SELECTED TEXT
◆ ◆ ◆
Skip to main content
Technology & EngineeringRegex224 lines

Performance

Regex performance optimization, catastrophic backtracking prevention, and engine internals for writing efficient patterns

Quick Summary28 lines
You are an expert in regex performance, engine internals, and avoiding catastrophic backtracking.

## Key Points

- Profile regex patterns with representative production data, not just small test strings. O(n^2) or worse behavior only becomes visible at scale.
- Use possessive quantifiers or atomic groups to prevent backtracking wherever the engine should not give back characters.
- Prefer specific character classes (`[^"]*` instead of `.*?`) to reduce backtracking opportunities.
- Limit input length before applying regex when processing user-provided text. A simple length check prevents ReDoS attacks.
- Set timeouts on regex execution in production systems. Python's `regex` module supports timeouts. Java has `Matcher` interruption.
◆ ◆ ◆
Excerpts from location labeling data:
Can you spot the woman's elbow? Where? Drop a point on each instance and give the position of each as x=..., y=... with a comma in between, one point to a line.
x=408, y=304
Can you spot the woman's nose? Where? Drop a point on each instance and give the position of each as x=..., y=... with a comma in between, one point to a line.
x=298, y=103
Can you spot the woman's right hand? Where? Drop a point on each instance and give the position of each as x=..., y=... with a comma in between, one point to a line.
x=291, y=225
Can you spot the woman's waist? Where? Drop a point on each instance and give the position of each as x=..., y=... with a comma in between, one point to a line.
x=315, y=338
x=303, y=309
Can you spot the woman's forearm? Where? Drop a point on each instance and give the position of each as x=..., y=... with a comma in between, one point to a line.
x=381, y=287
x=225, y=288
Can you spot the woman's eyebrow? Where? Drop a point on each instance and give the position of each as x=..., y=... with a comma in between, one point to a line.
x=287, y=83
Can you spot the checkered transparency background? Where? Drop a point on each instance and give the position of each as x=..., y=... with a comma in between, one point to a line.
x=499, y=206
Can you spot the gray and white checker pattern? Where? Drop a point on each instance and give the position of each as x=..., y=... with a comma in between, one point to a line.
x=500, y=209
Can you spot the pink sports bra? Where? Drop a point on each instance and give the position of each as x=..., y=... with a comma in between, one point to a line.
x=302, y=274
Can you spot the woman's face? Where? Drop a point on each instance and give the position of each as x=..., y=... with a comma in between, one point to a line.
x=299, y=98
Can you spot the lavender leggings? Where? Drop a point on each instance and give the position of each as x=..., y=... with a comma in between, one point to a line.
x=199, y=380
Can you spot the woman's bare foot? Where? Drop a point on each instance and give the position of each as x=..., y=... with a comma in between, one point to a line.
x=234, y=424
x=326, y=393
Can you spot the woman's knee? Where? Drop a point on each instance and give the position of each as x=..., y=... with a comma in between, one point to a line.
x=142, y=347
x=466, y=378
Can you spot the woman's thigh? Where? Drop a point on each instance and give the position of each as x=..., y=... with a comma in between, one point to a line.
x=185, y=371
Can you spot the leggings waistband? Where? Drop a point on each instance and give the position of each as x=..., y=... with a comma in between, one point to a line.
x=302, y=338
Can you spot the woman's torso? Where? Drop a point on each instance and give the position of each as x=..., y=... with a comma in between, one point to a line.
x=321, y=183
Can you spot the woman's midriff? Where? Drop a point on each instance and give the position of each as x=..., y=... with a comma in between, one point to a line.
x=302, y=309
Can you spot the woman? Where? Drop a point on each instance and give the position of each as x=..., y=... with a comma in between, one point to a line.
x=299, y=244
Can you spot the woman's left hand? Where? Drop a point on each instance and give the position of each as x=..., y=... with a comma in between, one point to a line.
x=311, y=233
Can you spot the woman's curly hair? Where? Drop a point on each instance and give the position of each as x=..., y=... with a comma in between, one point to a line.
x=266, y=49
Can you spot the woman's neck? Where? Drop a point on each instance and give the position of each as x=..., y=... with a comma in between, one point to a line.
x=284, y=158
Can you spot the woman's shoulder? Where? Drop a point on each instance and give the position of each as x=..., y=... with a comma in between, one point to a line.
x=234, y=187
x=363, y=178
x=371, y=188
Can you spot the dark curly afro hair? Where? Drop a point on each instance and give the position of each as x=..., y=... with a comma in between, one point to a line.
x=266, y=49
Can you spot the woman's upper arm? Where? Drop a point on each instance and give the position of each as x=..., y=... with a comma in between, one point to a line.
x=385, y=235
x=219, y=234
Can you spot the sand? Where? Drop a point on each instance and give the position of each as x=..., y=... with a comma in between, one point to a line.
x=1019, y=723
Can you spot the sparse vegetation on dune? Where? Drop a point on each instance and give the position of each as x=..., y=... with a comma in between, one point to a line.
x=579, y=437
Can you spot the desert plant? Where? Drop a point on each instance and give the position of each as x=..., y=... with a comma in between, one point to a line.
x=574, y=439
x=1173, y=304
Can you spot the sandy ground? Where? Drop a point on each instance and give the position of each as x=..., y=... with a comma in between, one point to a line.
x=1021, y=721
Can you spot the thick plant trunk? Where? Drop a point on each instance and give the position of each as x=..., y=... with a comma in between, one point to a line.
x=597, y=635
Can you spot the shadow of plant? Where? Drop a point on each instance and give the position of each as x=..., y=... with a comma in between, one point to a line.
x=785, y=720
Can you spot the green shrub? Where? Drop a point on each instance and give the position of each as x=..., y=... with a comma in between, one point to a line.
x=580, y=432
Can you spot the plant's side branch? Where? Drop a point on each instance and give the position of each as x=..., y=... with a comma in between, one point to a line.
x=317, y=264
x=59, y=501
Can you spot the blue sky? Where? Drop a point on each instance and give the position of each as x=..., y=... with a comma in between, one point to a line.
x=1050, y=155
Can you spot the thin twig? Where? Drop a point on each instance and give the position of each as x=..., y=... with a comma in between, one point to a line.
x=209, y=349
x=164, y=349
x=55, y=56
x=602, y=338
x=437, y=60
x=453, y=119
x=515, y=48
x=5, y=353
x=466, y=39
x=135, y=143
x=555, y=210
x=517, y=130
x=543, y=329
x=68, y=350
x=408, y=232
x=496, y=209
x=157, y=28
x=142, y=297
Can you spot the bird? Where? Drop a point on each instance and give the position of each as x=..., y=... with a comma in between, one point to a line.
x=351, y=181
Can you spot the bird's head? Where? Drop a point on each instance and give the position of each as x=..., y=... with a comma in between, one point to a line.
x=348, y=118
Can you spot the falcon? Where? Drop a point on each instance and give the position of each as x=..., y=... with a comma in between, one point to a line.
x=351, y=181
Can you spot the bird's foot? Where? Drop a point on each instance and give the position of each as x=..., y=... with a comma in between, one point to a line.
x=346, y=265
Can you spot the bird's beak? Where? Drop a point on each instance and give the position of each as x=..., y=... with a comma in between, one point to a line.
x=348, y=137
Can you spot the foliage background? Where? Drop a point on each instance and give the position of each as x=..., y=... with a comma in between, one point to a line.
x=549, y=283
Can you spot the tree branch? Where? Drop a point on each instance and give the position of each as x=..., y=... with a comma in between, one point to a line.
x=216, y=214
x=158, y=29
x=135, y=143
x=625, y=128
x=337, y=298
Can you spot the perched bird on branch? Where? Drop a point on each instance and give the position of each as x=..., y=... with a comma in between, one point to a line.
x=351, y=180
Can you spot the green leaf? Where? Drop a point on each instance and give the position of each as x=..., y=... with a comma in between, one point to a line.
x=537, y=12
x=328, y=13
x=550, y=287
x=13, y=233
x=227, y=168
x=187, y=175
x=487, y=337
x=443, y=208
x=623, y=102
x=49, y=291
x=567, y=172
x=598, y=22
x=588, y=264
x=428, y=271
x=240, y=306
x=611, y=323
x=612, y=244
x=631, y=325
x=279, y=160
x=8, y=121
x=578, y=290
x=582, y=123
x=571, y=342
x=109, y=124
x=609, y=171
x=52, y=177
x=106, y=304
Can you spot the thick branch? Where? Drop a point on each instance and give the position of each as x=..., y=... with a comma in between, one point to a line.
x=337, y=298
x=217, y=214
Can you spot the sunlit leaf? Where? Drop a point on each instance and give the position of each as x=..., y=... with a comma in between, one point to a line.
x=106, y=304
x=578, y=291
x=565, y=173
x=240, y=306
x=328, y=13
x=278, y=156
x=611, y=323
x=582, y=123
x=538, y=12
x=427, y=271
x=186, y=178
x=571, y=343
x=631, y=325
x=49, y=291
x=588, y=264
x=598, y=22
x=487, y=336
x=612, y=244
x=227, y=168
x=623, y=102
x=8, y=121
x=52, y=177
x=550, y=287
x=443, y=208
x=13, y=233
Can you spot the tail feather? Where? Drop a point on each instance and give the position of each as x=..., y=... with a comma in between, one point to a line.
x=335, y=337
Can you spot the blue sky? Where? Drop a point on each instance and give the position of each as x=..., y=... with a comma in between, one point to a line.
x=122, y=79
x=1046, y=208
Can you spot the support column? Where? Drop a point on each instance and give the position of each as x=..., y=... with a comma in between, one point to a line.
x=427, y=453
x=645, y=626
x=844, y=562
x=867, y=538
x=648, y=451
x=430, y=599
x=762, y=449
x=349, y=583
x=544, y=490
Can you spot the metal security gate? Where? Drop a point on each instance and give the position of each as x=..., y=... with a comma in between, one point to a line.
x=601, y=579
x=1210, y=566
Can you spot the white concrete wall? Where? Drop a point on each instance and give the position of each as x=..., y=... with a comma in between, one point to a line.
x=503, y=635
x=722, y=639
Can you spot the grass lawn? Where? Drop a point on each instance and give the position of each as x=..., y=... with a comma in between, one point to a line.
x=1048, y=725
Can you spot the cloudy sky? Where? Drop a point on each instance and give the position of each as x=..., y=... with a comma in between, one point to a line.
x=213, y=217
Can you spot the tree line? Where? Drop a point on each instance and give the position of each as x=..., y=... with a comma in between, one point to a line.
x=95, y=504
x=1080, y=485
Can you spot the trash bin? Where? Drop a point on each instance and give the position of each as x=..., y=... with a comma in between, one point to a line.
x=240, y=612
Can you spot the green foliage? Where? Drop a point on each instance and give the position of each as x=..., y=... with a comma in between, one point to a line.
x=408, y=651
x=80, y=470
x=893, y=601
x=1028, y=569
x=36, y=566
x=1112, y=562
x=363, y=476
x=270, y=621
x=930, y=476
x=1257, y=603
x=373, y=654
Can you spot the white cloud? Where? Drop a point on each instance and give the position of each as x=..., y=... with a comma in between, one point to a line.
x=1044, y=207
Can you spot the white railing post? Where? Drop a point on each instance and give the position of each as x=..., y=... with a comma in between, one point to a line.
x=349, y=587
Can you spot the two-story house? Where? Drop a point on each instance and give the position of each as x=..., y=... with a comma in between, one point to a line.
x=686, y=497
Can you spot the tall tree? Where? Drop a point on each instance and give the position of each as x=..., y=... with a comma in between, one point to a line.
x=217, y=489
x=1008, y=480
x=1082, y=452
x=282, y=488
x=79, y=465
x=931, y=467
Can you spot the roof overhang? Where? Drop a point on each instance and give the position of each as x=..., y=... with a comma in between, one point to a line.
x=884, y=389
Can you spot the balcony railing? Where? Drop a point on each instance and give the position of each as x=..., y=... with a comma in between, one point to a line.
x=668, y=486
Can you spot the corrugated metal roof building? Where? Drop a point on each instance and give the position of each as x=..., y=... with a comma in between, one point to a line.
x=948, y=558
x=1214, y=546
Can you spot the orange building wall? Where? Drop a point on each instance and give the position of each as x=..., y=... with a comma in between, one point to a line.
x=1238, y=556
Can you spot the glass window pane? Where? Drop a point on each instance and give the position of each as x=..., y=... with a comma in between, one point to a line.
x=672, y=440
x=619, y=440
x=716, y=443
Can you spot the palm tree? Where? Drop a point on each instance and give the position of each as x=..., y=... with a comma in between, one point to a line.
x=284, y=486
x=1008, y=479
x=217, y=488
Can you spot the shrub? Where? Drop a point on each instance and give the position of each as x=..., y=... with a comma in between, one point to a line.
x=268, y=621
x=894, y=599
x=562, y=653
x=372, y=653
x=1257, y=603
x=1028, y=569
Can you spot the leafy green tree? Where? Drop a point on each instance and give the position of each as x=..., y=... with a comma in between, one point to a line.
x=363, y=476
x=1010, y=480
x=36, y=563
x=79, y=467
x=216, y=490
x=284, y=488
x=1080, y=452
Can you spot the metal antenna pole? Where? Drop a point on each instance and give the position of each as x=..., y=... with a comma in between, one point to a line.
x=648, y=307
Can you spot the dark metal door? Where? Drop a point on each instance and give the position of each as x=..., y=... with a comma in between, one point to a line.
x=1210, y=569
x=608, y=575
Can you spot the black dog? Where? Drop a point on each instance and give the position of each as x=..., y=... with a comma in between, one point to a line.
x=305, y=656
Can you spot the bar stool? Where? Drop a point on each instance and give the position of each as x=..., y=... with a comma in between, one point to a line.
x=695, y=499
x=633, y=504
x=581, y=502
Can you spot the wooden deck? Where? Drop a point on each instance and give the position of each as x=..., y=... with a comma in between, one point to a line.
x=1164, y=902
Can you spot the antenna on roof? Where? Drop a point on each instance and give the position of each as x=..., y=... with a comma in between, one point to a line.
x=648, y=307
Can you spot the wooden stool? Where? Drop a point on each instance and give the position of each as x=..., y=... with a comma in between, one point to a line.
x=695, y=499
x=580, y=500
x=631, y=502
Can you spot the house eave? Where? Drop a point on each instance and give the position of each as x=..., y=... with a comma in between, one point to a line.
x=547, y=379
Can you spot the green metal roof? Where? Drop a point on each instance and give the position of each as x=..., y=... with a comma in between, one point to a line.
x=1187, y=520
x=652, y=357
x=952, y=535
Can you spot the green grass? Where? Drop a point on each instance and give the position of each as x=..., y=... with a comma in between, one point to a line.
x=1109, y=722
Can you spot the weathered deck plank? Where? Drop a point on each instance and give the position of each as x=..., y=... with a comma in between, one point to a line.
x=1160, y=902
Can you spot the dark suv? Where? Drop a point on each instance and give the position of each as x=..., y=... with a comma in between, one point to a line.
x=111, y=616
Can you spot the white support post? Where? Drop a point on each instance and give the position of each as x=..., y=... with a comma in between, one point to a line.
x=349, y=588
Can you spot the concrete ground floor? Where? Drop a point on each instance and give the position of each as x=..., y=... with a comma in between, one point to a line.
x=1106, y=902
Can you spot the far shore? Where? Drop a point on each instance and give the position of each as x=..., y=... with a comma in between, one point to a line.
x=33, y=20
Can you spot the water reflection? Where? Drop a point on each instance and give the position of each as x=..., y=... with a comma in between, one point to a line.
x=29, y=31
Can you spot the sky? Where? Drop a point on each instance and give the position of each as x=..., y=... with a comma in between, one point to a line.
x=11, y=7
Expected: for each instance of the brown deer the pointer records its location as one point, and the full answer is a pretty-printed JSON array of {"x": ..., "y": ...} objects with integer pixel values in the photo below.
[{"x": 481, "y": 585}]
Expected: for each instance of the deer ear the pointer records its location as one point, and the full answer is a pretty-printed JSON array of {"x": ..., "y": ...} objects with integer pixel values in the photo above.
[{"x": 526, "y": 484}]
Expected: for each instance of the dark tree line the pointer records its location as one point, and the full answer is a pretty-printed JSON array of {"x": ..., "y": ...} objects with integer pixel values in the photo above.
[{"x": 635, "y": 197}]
◆ ◆ ◆
REQUIREMENT
Output everything from "## Key Points" down to "prevents ReDoS attacks." in the regex performance page, word for word. None of the entries are needed here.

FINISHED TASK
## Key Points

- Profile regex patterns with representative production data, not just small test strings. O(n^2) or worse behavior only becomes visible at scale.
- Use possessive quantifiers or atomic groups to prevent backtracking wherever the engine should not give back characters.
- Prefer specific character classes (`[^"]*` instead of `.*?`) to reduce backtracking opportunities.
- Limit input length before applying regex when processing user-provided text. A simple length check prevents ReDoS attacks.